_ЗАДАНИЕ И ТРЕБОВАНИЯ_.
Перепишите фрагмент текста об анализе похожих товаров, который начинается со слов "### Анализ похожих" и заканчивается словами "файл — product_description.csv).", заменив в нем "мебели" на "бытовой техники".

### Анализ похожих товаров по их описанию
Допустим, вы аналитик данных в компании, которая занимается продажей мебели. Ваша задача — определить, какие товары наиболее похожи друг на друга по описанию. Для этого необходимо использовать косинусную меру угла с помощью библиотеки spacy.

Шаги выполнения задания:

1.	Скачайте датасет с описанием товаров (исходный файл — product_description.csv).

2.	Импортируйте библиотеку spacy и загрузите модель языка en_core_web_sm.

Дополнительно для выполнения задания выполните импорт функций из библиотек Python:

from sklearn.feature_extraction.text import TfidfVectorizer
from sklearn.metrics.pairwise import cosine_similarity
3.	Проведите предобработку текста: удалите стоп-слова, лемматизируйте слова, удалите пунктуацию.

Используйте следующий код для предобработки текста:

def preprocess_text(text):
    doc = nlp(text)
    tokens = [token.lemma_.lower() for token in doc if not token.is_stop and not token.is_punct]
    return " ".join(tokens)
data['processed_text'] = data['description'].apply(preprocess_text)
4.	Создайте матрицу векторов для каждого товара.

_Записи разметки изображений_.
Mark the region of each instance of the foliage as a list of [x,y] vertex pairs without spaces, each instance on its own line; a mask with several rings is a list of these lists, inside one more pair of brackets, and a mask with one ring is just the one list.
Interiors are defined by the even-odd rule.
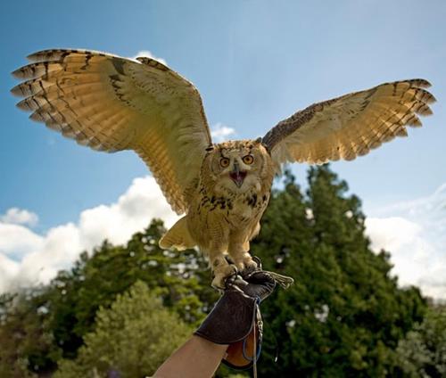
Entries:
[[[359,200],[326,167],[310,168],[307,196],[288,174],[252,251],[267,269],[293,276],[262,312],[262,376],[385,376],[398,341],[422,319],[416,288],[399,289],[389,254],[364,235]],[[277,363],[274,363],[279,351]]]
[[54,378],[105,377],[112,370],[124,377],[151,375],[190,334],[190,327],[138,281],[110,308],[99,309],[78,357],[62,360]]
[[[286,174],[285,187],[274,191],[260,234],[252,244],[252,252],[267,270],[295,279],[290,289],[277,289],[262,303],[265,335],[259,375],[405,376],[401,361],[414,362],[401,350],[415,348],[407,341],[413,333],[396,349],[423,321],[425,300],[415,287],[398,287],[390,274],[388,252],[371,251],[360,201],[348,194],[346,183],[327,166],[310,168],[308,182],[302,193]],[[136,363],[140,348],[148,342],[140,334],[155,332],[153,322],[164,326],[161,317],[156,320],[154,315],[146,322],[145,316],[130,316],[132,306],[140,314],[147,300],[138,303],[132,294],[123,293],[143,285],[150,292],[145,296],[157,297],[153,302],[161,306],[162,301],[167,308],[153,308],[153,314],[178,314],[177,323],[188,325],[189,330],[219,296],[210,287],[210,271],[196,251],[158,247],[164,231],[162,222],[153,220],[126,245],[105,241],[90,254],[82,253],[71,269],[60,272],[48,285],[0,297],[0,376],[48,374],[58,365],[62,376],[70,376],[69,370],[76,372],[79,366],[90,371],[78,376],[87,376],[94,368],[97,374],[117,368],[118,362],[120,369],[132,365],[144,374],[153,371],[155,363],[144,365],[152,359]],[[134,286],[137,282],[144,284]],[[427,344],[422,328],[416,332],[417,340]],[[153,348],[169,354],[166,340],[171,351],[171,333],[156,339]],[[118,345],[127,345],[128,354]],[[434,353],[442,348],[429,345]],[[95,365],[95,358],[103,363]],[[220,368],[218,375],[231,373]],[[133,374],[128,376],[137,376]]]
[[432,307],[423,323],[400,341],[397,352],[408,377],[446,376],[446,307]]

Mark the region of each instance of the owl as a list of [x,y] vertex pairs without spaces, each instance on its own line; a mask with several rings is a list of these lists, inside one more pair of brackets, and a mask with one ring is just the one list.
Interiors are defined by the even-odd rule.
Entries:
[[134,150],[183,217],[162,248],[198,246],[212,285],[254,269],[250,241],[285,162],[351,160],[421,126],[435,101],[424,79],[385,83],[312,104],[263,137],[213,144],[197,89],[166,65],[87,50],[45,50],[13,72],[17,104],[78,144]]

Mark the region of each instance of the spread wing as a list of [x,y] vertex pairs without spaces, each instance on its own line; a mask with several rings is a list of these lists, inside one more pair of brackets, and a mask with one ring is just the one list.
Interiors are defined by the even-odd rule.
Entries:
[[79,144],[134,150],[178,214],[211,144],[197,89],[165,65],[84,50],[45,50],[12,74],[30,119]]
[[286,161],[321,164],[353,160],[420,127],[435,101],[426,80],[385,83],[309,106],[282,120],[262,139],[277,168]]

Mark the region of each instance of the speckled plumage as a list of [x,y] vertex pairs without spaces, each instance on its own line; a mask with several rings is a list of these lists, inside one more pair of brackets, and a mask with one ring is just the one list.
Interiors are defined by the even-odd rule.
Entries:
[[[263,138],[212,144],[197,89],[166,65],[87,50],[45,50],[15,70],[12,89],[30,118],[95,150],[134,150],[172,209],[185,216],[165,248],[198,245],[213,284],[252,267],[249,242],[260,230],[273,176],[285,162],[324,163],[364,155],[408,126],[421,126],[434,97],[424,79],[385,83],[315,103]],[[227,253],[235,265],[224,259]]]

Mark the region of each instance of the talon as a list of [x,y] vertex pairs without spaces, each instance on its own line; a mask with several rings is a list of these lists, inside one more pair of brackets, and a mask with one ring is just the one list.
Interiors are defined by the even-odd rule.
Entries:
[[224,268],[215,270],[214,279],[212,280],[211,286],[214,289],[224,290],[231,280],[234,280],[238,273],[238,269],[235,265],[227,265]]

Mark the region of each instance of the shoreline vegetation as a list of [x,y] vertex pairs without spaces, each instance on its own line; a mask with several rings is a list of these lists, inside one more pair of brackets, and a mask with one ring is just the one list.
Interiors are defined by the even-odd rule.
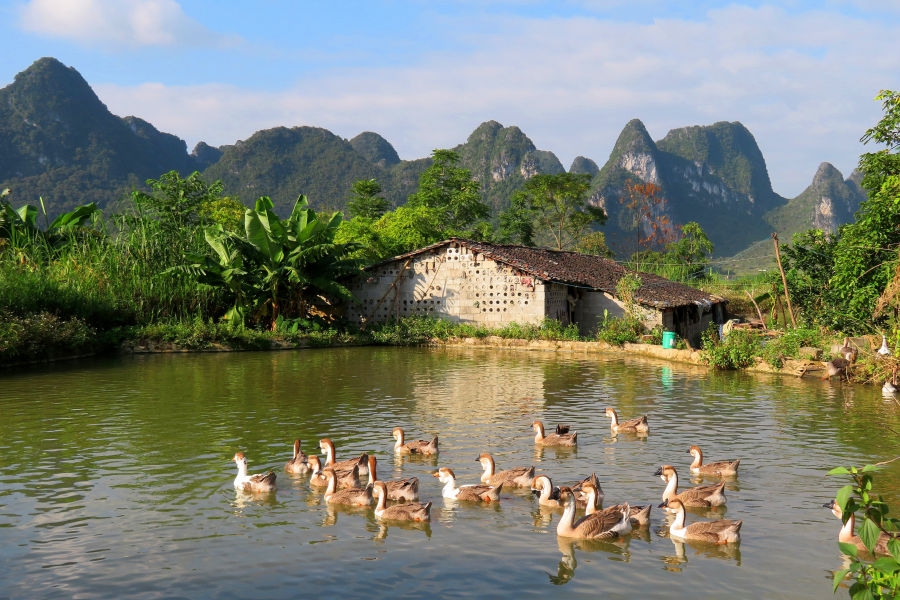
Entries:
[[[724,338],[711,327],[686,362],[777,371],[812,358],[820,370],[822,361],[842,360],[845,337],[869,336],[856,344],[858,356],[841,375],[859,383],[896,379],[900,93],[882,92],[877,100],[885,115],[862,141],[886,148],[860,158],[869,199],[856,221],[837,232],[794,235],[781,247],[784,273],[731,280],[715,272],[714,248],[701,227],[676,226],[653,209],[665,190],[626,182],[621,203],[634,216],[634,248],[621,262],[721,295],[730,316],[762,325],[762,331],[735,328]],[[133,190],[119,213],[105,216],[88,204],[52,223],[43,200],[40,208],[15,209],[13,193],[2,190],[0,365],[113,352],[123,343],[132,351],[188,351],[490,339],[506,340],[494,344],[506,347],[593,343],[656,352],[649,348],[661,344],[662,329],[646,330],[629,300],[641,285],[639,276],[623,277],[616,290],[625,316],[604,317],[587,337],[554,320],[488,329],[408,317],[367,324],[368,331],[346,322],[341,303],[355,302],[344,285],[348,277],[448,237],[614,258],[598,229],[608,216],[590,204],[588,177],[535,175],[511,196],[508,210],[494,214],[481,183],[459,161],[454,151],[435,150],[417,189],[399,207],[385,200],[377,181],[357,181],[347,192],[350,219],[316,212],[302,195],[287,217],[276,214],[266,196],[251,208],[224,196],[221,181],[208,183],[199,173],[182,178],[173,171],[148,180],[151,191]],[[882,336],[887,356],[873,352]]]

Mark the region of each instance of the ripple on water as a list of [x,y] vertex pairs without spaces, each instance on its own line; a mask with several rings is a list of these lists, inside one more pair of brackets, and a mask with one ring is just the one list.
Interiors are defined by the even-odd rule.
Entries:
[[[0,545],[11,596],[345,598],[514,593],[646,598],[820,598],[841,566],[837,521],[821,504],[838,464],[892,458],[898,407],[877,390],[707,373],[616,355],[350,348],[294,353],[141,356],[4,373]],[[613,436],[606,406],[647,414],[649,436]],[[576,449],[535,447],[530,423],[565,423]],[[874,425],[873,425],[874,424]],[[439,458],[398,457],[391,429],[440,436]],[[877,442],[861,439],[883,427]],[[433,522],[380,523],[327,506],[308,478],[282,471],[291,443],[379,459],[382,477],[418,476]],[[877,437],[877,436],[876,436]],[[667,537],[671,517],[623,540],[557,538],[560,512],[527,490],[499,504],[440,497],[450,466],[478,481],[534,464],[554,483],[596,472],[607,502],[659,502],[661,464],[682,485],[688,446],[741,458],[721,514],[744,519],[739,546]],[[279,490],[238,494],[234,452]],[[365,479],[365,477],[363,478]],[[900,490],[894,465],[882,492]],[[720,514],[720,513],[716,513]],[[691,513],[689,520],[703,518]]]

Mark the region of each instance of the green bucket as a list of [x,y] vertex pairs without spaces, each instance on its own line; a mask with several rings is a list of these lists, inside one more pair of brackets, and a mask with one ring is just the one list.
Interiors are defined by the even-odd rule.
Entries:
[[675,347],[675,332],[663,331],[663,348]]

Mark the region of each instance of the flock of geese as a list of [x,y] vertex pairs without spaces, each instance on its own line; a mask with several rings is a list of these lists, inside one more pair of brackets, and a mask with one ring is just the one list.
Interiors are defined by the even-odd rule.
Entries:
[[[610,428],[618,433],[648,433],[650,431],[647,417],[620,421],[616,411],[606,409],[606,416],[611,419]],[[547,434],[540,421],[532,423],[535,444],[542,446],[575,446],[577,432],[569,432],[569,427],[557,425],[554,433]],[[416,440],[408,442],[403,429],[394,428],[392,436],[395,440],[396,454],[414,454],[436,456],[439,452],[438,438],[432,440]],[[375,516],[385,521],[430,521],[432,502],[419,502],[419,479],[381,480],[377,475],[378,463],[374,456],[366,453],[348,460],[337,461],[334,442],[330,439],[319,440],[319,449],[325,455],[325,462],[316,455],[307,456],[300,449],[300,440],[294,442],[294,455],[285,464],[288,473],[310,474],[309,484],[324,490],[325,502],[349,506],[372,506],[375,504]],[[692,474],[721,477],[722,481],[714,485],[692,487],[678,491],[678,472],[671,465],[662,465],[655,476],[665,482],[662,503],[657,508],[674,515],[674,522],[669,527],[672,537],[682,540],[696,540],[714,544],[730,544],[741,539],[743,520],[716,519],[686,523],[686,508],[714,508],[723,506],[725,498],[725,479],[737,475],[740,460],[704,463],[703,451],[698,446],[691,446],[688,454],[693,458],[689,467]],[[269,471],[260,475],[247,474],[247,457],[242,452],[234,455],[238,475],[234,487],[246,492],[272,492],[276,489],[275,473]],[[541,506],[561,507],[563,514],[557,525],[558,535],[576,539],[609,539],[628,535],[634,528],[647,527],[650,524],[651,505],[616,504],[603,508],[605,494],[596,474],[571,486],[555,486],[549,475],[535,475],[534,466],[517,467],[498,471],[493,457],[482,452],[478,456],[484,472],[478,484],[457,485],[456,475],[448,467],[440,467],[433,476],[443,484],[441,496],[466,502],[497,502],[504,488],[528,488],[537,496]],[[363,485],[360,476],[368,476]],[[392,504],[388,505],[388,501]],[[840,507],[833,501],[827,504],[838,518]],[[577,510],[583,510],[584,516],[576,519]],[[839,541],[855,544],[863,550],[864,545],[859,536],[854,535],[854,522],[851,517],[843,525],[838,536]],[[887,552],[887,539],[879,540],[876,548]]]

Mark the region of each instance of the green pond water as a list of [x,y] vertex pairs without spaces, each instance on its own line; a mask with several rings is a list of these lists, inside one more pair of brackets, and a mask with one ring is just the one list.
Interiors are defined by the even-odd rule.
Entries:
[[[646,413],[650,435],[612,437],[606,406]],[[823,475],[900,454],[898,405],[880,390],[614,354],[103,358],[0,372],[0,408],[0,598],[829,598],[844,562],[822,504],[844,482]],[[536,448],[534,419],[571,425],[577,450]],[[395,458],[395,426],[438,434],[440,457]],[[374,453],[382,479],[418,476],[433,521],[383,525],[283,471],[294,438],[311,452],[326,436],[338,459]],[[718,513],[744,520],[739,545],[668,538],[653,473],[672,464],[691,485],[692,444],[742,459]],[[237,493],[236,451],[251,473],[274,469],[278,491]],[[557,485],[596,472],[607,503],[652,502],[652,525],[577,542],[527,490],[485,506],[441,498],[434,470],[476,483],[482,451]],[[896,503],[898,468],[878,484]]]

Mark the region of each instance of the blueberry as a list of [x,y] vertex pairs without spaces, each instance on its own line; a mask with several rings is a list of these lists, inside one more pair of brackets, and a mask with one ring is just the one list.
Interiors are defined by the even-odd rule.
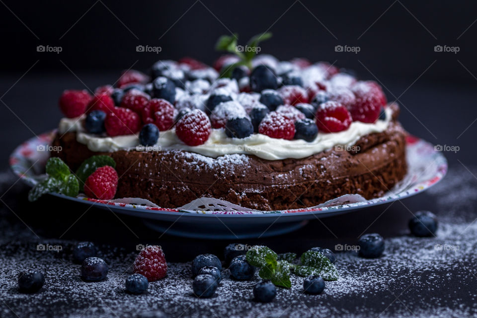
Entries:
[[18,289],[22,293],[36,293],[44,282],[45,277],[40,272],[22,272],[18,274]]
[[411,233],[416,237],[435,236],[437,231],[437,219],[428,211],[416,212],[415,216],[409,220]]
[[259,65],[250,75],[250,86],[253,91],[260,92],[264,89],[276,89],[278,87],[275,72],[265,65]]
[[253,297],[260,303],[270,303],[277,295],[277,288],[268,280],[258,283],[253,287]]
[[253,125],[248,118],[232,118],[225,125],[225,134],[231,138],[245,138],[253,133]]
[[384,240],[379,234],[365,234],[359,238],[359,255],[367,258],[375,258],[384,251]]
[[108,275],[109,267],[104,260],[98,257],[88,257],[81,265],[81,277],[88,282],[102,280]]
[[229,270],[232,276],[237,280],[247,280],[253,277],[255,268],[248,263],[244,255],[240,255],[230,262]]
[[156,145],[159,138],[159,129],[154,124],[147,124],[139,133],[139,141],[143,146]]
[[173,104],[175,101],[175,85],[169,79],[159,77],[153,82],[153,94],[156,98],[162,98]]
[[148,279],[141,274],[133,274],[126,279],[126,289],[131,294],[142,294],[149,285]]
[[230,261],[239,255],[244,255],[247,252],[246,245],[243,244],[233,243],[225,247],[224,250],[224,257],[225,258],[225,263],[228,265]]
[[262,120],[265,118],[265,116],[270,112],[270,109],[267,107],[254,107],[250,111],[248,116],[252,121],[252,125],[253,125],[253,131],[256,133],[258,132],[258,126]]
[[312,275],[303,281],[303,290],[307,294],[320,294],[324,289],[324,281],[319,276]]
[[206,112],[210,114],[215,108],[215,106],[219,104],[226,101],[230,101],[232,100],[232,97],[227,95],[212,94],[207,99],[207,103],[206,104]]
[[311,104],[300,103],[295,105],[297,109],[305,114],[305,117],[311,119],[315,119],[317,109]]
[[219,257],[212,254],[203,254],[196,256],[192,261],[192,275],[197,275],[200,269],[206,266],[215,266],[219,270],[222,270]]
[[277,107],[285,103],[282,96],[276,91],[272,89],[267,89],[262,91],[260,96],[259,101],[268,107],[270,110],[275,110]]
[[308,142],[315,140],[318,135],[318,127],[315,121],[310,118],[299,119],[295,123],[295,139]]
[[88,257],[96,256],[97,252],[96,246],[91,242],[81,242],[73,247],[73,261],[81,264]]
[[220,273],[220,271],[219,270],[219,269],[215,266],[205,266],[205,267],[202,267],[199,270],[199,275],[202,274],[211,275],[214,276],[214,278],[217,281],[217,284],[220,283],[222,274]]
[[202,274],[198,275],[192,282],[192,290],[195,296],[199,298],[211,297],[215,293],[218,283],[211,275]]

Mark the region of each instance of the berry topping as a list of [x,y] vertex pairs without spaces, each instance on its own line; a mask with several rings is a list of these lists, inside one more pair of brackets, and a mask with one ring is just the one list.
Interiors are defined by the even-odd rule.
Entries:
[[308,142],[315,140],[318,135],[318,127],[315,121],[309,118],[300,119],[295,123],[295,139]]
[[351,115],[346,108],[335,101],[327,101],[318,107],[317,125],[320,131],[336,133],[346,130],[351,124]]
[[278,93],[287,105],[308,102],[308,94],[307,91],[296,85],[284,86],[278,90]]
[[177,137],[188,146],[202,145],[209,139],[210,132],[209,117],[199,109],[194,109],[182,116],[175,127]]
[[270,281],[263,281],[253,287],[253,297],[260,303],[270,303],[277,295],[277,288]]
[[384,251],[384,239],[379,234],[365,234],[359,238],[359,255],[366,258],[376,258]]
[[258,132],[272,138],[291,140],[295,136],[293,120],[276,112],[268,114],[258,126]]
[[149,285],[148,279],[141,274],[133,274],[126,279],[126,290],[131,294],[142,294],[148,290]]
[[148,245],[141,251],[133,266],[135,273],[144,275],[150,282],[163,278],[167,272],[165,255],[157,245]]
[[245,138],[253,133],[253,125],[247,118],[229,119],[225,127],[225,134],[231,138]]
[[18,289],[22,293],[36,293],[43,287],[45,277],[40,272],[22,272],[18,274]]
[[65,90],[60,97],[60,109],[68,118],[74,118],[84,113],[91,99],[86,90]]
[[111,200],[118,188],[118,173],[109,165],[100,167],[84,182],[84,194],[90,198]]
[[156,145],[159,138],[159,129],[154,124],[146,124],[139,133],[139,142],[143,146]]
[[133,83],[147,83],[149,80],[149,78],[145,74],[135,70],[129,70],[123,72],[119,80],[118,80],[118,87],[120,88],[123,88],[128,84]]
[[97,282],[106,278],[109,267],[98,257],[88,257],[81,265],[81,278],[88,282]]
[[259,65],[250,75],[250,87],[253,91],[260,92],[264,89],[276,89],[278,86],[275,72],[267,66]]
[[84,128],[91,134],[101,134],[104,131],[106,113],[102,110],[93,110],[86,116]]

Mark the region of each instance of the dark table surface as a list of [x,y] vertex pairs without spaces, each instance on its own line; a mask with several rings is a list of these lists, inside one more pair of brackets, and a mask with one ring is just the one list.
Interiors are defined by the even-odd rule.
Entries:
[[[149,230],[140,220],[49,196],[34,204],[28,188],[7,169],[11,151],[26,139],[55,127],[61,118],[56,103],[66,88],[94,88],[114,81],[113,75],[11,74],[0,77],[0,316],[9,317],[135,317],[160,309],[168,317],[464,317],[477,314],[477,166],[475,85],[413,80],[383,80],[390,100],[398,97],[401,121],[411,134],[435,144],[459,147],[444,154],[448,175],[427,193],[391,205],[311,221],[282,236],[238,241],[270,246],[278,252],[300,253],[320,246],[353,245],[363,233],[386,238],[385,255],[363,259],[352,252],[337,253],[341,276],[318,296],[303,294],[302,279],[291,290],[280,289],[263,305],[251,300],[258,281],[226,278],[216,295],[192,297],[189,262],[196,255],[222,257],[234,242],[181,238]],[[470,126],[470,127],[469,127]],[[412,213],[429,210],[439,219],[437,238],[409,235]],[[78,276],[69,249],[80,241],[94,242],[110,264],[107,281],[86,283]],[[39,243],[61,245],[61,253],[38,251]],[[167,277],[152,283],[148,293],[132,296],[124,279],[138,244],[159,244],[169,263]],[[439,246],[442,246],[441,248]],[[17,291],[16,275],[24,270],[45,274],[45,286],[33,295]],[[227,271],[225,273],[227,276]]]

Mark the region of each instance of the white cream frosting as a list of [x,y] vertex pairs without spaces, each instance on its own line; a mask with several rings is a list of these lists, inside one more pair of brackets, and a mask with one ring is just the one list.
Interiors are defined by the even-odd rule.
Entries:
[[[159,133],[157,143],[147,148],[149,151],[180,150],[195,153],[209,157],[217,158],[224,155],[243,154],[254,155],[266,160],[279,160],[286,158],[301,159],[318,154],[340,145],[350,147],[362,137],[373,133],[380,133],[388,128],[392,111],[387,107],[386,118],[372,124],[353,122],[349,128],[338,133],[318,133],[315,140],[308,142],[303,140],[286,140],[271,138],[265,135],[254,134],[244,138],[230,138],[223,129],[212,129],[209,139],[203,145],[189,146],[181,141],[172,128]],[[88,134],[81,126],[82,118],[63,118],[60,122],[60,134],[76,132],[78,142],[86,145],[94,152],[113,152],[121,149],[145,150],[139,143],[138,135],[116,137],[99,136]]]

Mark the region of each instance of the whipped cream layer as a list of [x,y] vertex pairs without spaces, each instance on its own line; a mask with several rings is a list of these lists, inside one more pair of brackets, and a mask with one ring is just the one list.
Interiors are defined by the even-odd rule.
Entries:
[[299,159],[330,149],[337,145],[352,146],[363,136],[381,133],[387,129],[392,111],[386,108],[386,118],[373,124],[353,122],[346,130],[338,133],[319,132],[315,140],[308,142],[299,139],[286,140],[271,138],[261,134],[238,139],[227,136],[225,130],[212,129],[210,136],[203,145],[190,146],[183,143],[175,134],[174,129],[161,131],[156,144],[145,147],[139,143],[139,134],[107,137],[88,134],[81,126],[82,118],[63,118],[60,122],[60,134],[76,132],[78,142],[85,145],[93,152],[108,152],[120,150],[160,151],[184,150],[216,158],[224,155],[242,154],[256,156],[266,160],[287,158]]

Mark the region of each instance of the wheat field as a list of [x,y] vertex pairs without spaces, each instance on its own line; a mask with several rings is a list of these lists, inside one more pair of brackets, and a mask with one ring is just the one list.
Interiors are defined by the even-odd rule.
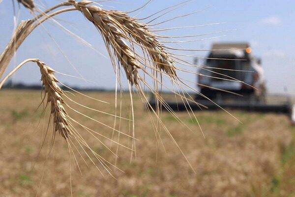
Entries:
[[[85,93],[97,99],[107,98],[111,105],[79,95],[75,99],[82,99],[89,107],[114,113],[114,93]],[[122,100],[128,100],[128,96],[123,95]],[[40,197],[70,196],[70,178],[74,197],[292,197],[295,194],[295,130],[285,115],[231,111],[242,125],[222,111],[199,112],[196,114],[206,135],[204,139],[198,124],[187,113],[177,114],[193,133],[179,125],[170,113],[163,112],[165,125],[195,173],[169,136],[161,134],[165,151],[158,144],[149,116],[140,97],[135,96],[136,157],[130,163],[131,151],[119,147],[116,166],[123,172],[114,168],[114,178],[105,172],[102,175],[94,165],[88,162],[88,166],[76,155],[82,175],[72,160],[70,176],[64,139],[56,138],[49,156],[50,141],[46,140],[38,154],[48,124],[43,116],[40,120],[42,108],[37,109],[40,97],[39,91],[0,92],[1,197],[30,197],[37,193]],[[122,117],[128,117],[129,107],[128,102],[122,102]],[[77,108],[103,120],[106,124],[114,123],[113,117]],[[111,137],[109,128],[79,114],[72,115]],[[121,124],[121,131],[127,133],[128,121],[122,120]],[[93,150],[115,162],[114,155],[93,137],[85,137]],[[130,145],[131,140],[128,140],[122,137],[120,142]],[[116,149],[115,144],[108,145]]]

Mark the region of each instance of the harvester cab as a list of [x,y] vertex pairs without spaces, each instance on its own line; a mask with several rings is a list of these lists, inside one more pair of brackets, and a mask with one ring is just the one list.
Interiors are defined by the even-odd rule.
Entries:
[[198,72],[201,94],[197,99],[214,99],[239,94],[248,100],[265,101],[266,88],[261,61],[252,55],[249,44],[218,43],[213,44],[211,49],[205,66]]

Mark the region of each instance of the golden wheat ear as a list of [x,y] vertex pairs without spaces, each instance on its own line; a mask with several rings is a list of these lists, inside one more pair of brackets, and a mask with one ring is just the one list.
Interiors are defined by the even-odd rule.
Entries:
[[16,66],[3,79],[0,83],[0,89],[10,76],[29,62],[36,63],[40,68],[41,80],[45,88],[45,96],[47,96],[46,104],[46,106],[50,105],[51,106],[51,116],[53,117],[54,131],[55,132],[58,131],[64,138],[66,139],[72,135],[72,133],[69,127],[69,121],[67,119],[68,114],[63,105],[64,100],[62,97],[64,94],[58,85],[57,83],[59,81],[54,76],[55,71],[52,68],[37,59],[26,60]]

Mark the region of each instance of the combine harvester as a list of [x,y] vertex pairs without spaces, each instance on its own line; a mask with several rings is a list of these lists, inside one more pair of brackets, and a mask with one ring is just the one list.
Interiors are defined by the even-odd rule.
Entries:
[[[221,50],[224,49],[230,50]],[[285,97],[285,101],[280,103],[267,101],[261,60],[252,56],[249,44],[216,43],[212,49],[205,64],[208,68],[198,70],[200,94],[196,94],[195,99],[201,105],[189,102],[192,110],[205,109],[201,106],[205,105],[211,110],[223,108],[284,113],[295,124],[295,105],[290,98]],[[188,108],[182,102],[165,101],[175,111]],[[156,108],[154,98],[151,97],[149,102]]]

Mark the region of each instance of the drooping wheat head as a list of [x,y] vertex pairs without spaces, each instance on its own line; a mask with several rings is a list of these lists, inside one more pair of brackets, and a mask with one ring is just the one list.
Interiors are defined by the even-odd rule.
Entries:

_ПОЛНЫЙ РЕЗУЛЬТАТ_.
### Анализ похожих товаров по их описанию
Допустим, вы аналитик данных в компании, которая занимается продажей бытовой техники. Ваша задача — определить, какие товары наиболее похожи друг на друга по описанию. Для этого необходимо использовать косинусную меру угла с помощью библиотеки spacy.

Шаги выполнения задания:

1.	Скачайте датасет с описанием товаров (исходный файл — product_description.csv).